Supplied text Block Start
OSL Lecture – Tabitha Sparks

Psychological Sensation: Victorian Fiction’s Lost Genre

Lecture by Tabitha Sparks

Date: Thursday, March 7, 2013
Time: 17.00 – 19.00
Venue: University of Amsterdam, Spuistraat 134, Rm 1.04
Registration: osl-fgw@uva.nl

Abstract:
With the decreasing costs of print in the mid-to-late nineteenth-century, thousands of novels flooded the marketplace in the second half of the nineteenth century.  Most of these novels had an ephemeral lifespan in print, which has relegated them to near-invisibility in literary scholarship. As literary historian John Sutherland writes, “the academic study of Victorian fiction has signally failed to engage with the mass of works produced in the field.”  This talk takes that failure as a starting point, and through an examination of canonization, assumptions about the mass reading public, and concepts of high and low culture, identifies a once-ubiquitous subgenre, the psychological sensation novel.  These novels’ preoccupation with transgressive behavior and shattered relationships (especially marital ones) challenges the conventional status of marriage as closure and reward in the Victorian novel, as well as a well-established opposition between psychological investigation and sensational plotting. The claim that purportedly “light” literature engaged its readers through psychological complexity even as it figured improbable plots, coincidences, and scandals, asks that we reassess not only these novels but the sophistication of their writers and readers as well.

Bio:
Tabitha Sparks is an Associate Professor in the Department of English at McGill University in Montreal, Canada.  She specializes in the nineteenth-century novel, genre theory, popular literature, and canonicity, as well as literature and medicine in the Victorian era and beyond.  She is the author of The Doctor in the Victorian Novel: Family Practices (Ashgate 2009), The Brontës (ed., 2008), as well as articles in publications including A Companion to Sensation Fiction (ed. Pamela K. Gilbert, 2011), Women’s Writing, Genre, Cultural Studies, The Journal of Narrative Theory, and numerous collected editions.  She is currently writing a monograph on popular Victorian fiction.
Supplied text Block End
* **Problem to work on**:
Answer these questions about the lecture announcement above, each on its own line:
(a) What is the venue for the lecture?
(b) What subgenre does the talk identify?
(c) At which university does Tabitha Sparks hold the post of Associate Professor?
Data to examine Block Start
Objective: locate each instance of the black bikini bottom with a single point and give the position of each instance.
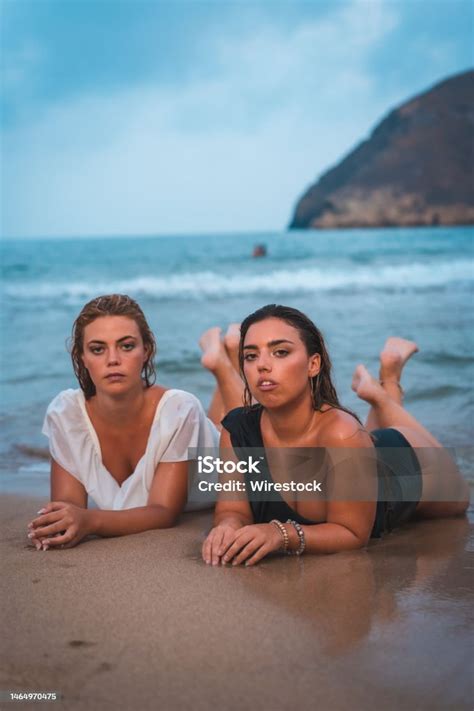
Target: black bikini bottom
(399, 480)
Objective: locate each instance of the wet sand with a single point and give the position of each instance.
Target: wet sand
(140, 622)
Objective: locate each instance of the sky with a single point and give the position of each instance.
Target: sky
(135, 117)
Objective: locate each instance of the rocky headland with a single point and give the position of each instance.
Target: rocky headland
(416, 168)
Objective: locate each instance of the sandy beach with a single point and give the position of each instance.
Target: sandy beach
(140, 622)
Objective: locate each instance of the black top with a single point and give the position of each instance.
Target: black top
(243, 425)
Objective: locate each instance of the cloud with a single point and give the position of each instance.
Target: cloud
(231, 151)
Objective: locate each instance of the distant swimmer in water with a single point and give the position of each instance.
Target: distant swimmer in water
(260, 250)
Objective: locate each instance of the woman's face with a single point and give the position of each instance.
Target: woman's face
(113, 353)
(276, 363)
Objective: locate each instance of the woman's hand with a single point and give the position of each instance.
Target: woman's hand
(60, 524)
(251, 544)
(217, 542)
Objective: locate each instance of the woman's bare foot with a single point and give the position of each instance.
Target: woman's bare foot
(231, 343)
(366, 386)
(393, 357)
(213, 352)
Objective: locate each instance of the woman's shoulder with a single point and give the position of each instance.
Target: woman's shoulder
(180, 399)
(242, 417)
(340, 428)
(66, 401)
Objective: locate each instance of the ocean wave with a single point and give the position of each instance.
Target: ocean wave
(210, 284)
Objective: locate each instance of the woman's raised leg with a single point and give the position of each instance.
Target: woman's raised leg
(393, 357)
(229, 389)
(445, 492)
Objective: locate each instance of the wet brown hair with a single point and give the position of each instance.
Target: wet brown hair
(110, 305)
(323, 391)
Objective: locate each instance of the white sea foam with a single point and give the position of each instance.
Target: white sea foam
(205, 284)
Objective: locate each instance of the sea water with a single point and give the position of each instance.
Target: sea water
(359, 286)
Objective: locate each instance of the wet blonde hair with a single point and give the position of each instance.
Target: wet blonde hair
(110, 305)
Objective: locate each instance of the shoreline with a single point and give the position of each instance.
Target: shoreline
(141, 622)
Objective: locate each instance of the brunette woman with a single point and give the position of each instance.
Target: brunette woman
(287, 373)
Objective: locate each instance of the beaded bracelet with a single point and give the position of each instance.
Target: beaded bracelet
(283, 533)
(300, 533)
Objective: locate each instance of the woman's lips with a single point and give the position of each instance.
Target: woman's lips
(266, 385)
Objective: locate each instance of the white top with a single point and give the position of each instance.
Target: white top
(179, 422)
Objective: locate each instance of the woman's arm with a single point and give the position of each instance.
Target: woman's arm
(229, 516)
(69, 518)
(349, 523)
(166, 501)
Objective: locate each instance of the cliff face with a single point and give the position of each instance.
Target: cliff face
(415, 169)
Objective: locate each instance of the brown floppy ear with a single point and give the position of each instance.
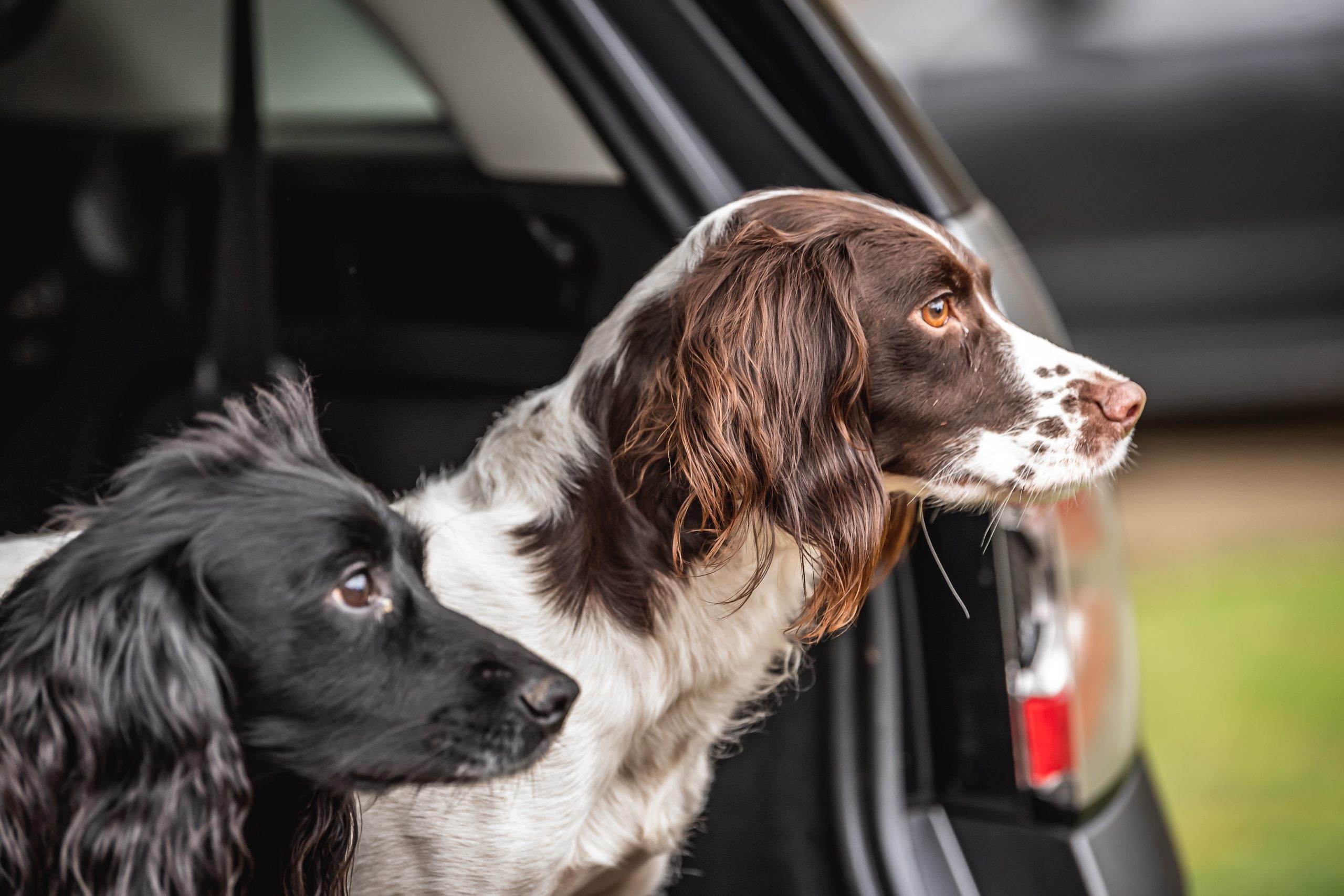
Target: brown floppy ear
(760, 410)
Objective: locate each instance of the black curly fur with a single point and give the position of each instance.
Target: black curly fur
(176, 655)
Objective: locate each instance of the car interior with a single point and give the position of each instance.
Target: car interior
(418, 288)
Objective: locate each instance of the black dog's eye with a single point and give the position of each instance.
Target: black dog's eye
(359, 593)
(355, 590)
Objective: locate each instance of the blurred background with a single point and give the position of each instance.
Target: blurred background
(1175, 168)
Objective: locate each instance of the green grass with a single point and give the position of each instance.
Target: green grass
(1244, 716)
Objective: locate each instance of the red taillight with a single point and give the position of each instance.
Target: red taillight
(1070, 648)
(1049, 739)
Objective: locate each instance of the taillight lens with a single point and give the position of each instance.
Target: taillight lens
(1073, 666)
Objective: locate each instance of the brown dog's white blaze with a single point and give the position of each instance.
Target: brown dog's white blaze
(805, 355)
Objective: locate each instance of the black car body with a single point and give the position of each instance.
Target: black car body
(432, 263)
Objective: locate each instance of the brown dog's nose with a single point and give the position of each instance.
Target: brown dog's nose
(1124, 402)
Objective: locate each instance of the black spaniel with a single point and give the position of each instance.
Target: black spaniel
(238, 625)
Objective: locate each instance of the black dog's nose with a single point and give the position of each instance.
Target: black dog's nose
(548, 698)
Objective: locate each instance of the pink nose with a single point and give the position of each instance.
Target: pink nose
(1124, 402)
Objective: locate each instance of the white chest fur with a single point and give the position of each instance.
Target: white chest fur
(632, 767)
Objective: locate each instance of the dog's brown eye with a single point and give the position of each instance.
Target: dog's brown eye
(356, 590)
(936, 312)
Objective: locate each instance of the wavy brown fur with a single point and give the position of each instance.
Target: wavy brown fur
(761, 410)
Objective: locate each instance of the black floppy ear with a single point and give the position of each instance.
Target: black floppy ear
(120, 773)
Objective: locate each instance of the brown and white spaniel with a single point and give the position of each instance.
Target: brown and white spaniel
(736, 453)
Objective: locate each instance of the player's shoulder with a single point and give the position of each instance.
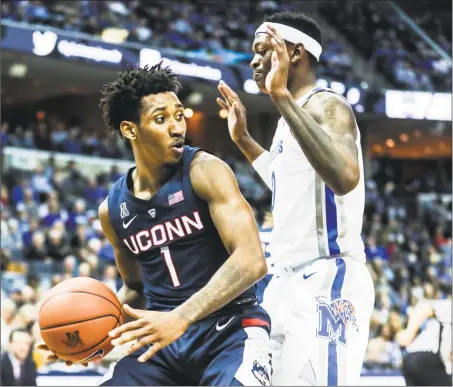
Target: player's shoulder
(205, 163)
(210, 175)
(103, 209)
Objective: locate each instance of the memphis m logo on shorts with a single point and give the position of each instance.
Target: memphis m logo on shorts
(334, 317)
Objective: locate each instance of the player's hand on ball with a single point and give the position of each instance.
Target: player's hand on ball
(237, 122)
(156, 328)
(52, 357)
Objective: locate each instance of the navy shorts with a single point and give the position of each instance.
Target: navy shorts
(229, 348)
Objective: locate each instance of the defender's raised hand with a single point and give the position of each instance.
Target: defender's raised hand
(277, 78)
(237, 122)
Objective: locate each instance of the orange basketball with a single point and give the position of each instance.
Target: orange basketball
(77, 316)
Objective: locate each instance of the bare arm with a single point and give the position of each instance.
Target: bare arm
(214, 182)
(326, 131)
(131, 292)
(237, 123)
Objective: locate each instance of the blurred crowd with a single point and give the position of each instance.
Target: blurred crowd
(218, 31)
(49, 225)
(396, 50)
(50, 232)
(222, 31)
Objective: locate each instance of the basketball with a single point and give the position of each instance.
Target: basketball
(76, 318)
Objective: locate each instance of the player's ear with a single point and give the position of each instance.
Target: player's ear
(128, 130)
(297, 52)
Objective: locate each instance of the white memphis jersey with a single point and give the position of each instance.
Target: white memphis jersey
(310, 221)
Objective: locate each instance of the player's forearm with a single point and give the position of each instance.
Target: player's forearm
(235, 276)
(249, 147)
(330, 159)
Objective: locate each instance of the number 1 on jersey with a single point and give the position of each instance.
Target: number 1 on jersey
(171, 268)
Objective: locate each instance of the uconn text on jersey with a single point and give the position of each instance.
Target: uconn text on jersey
(160, 234)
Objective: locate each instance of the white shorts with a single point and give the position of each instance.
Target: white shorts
(320, 317)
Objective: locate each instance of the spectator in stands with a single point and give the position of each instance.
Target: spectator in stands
(17, 366)
(57, 245)
(8, 311)
(38, 249)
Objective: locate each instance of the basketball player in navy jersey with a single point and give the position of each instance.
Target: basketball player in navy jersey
(186, 242)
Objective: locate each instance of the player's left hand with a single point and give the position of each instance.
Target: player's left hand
(277, 79)
(156, 328)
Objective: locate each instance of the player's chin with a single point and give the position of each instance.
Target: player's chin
(261, 86)
(173, 158)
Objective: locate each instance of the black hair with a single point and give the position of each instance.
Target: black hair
(121, 99)
(14, 331)
(300, 22)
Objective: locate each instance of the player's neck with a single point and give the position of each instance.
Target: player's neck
(301, 86)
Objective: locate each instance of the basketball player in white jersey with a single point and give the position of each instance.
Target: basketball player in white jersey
(322, 298)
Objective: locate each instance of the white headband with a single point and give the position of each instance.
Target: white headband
(294, 36)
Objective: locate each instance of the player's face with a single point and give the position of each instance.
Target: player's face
(261, 62)
(163, 127)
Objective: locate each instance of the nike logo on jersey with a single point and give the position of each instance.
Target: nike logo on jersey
(220, 327)
(308, 276)
(126, 225)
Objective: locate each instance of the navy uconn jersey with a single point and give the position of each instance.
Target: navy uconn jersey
Data to examine Block End
* **Finished task**:
(a) University of Amsterdam, Spuistraat 134, Rm 1.04
(b) The psychological sensation novel
(c) McGill University in Montreal, Canada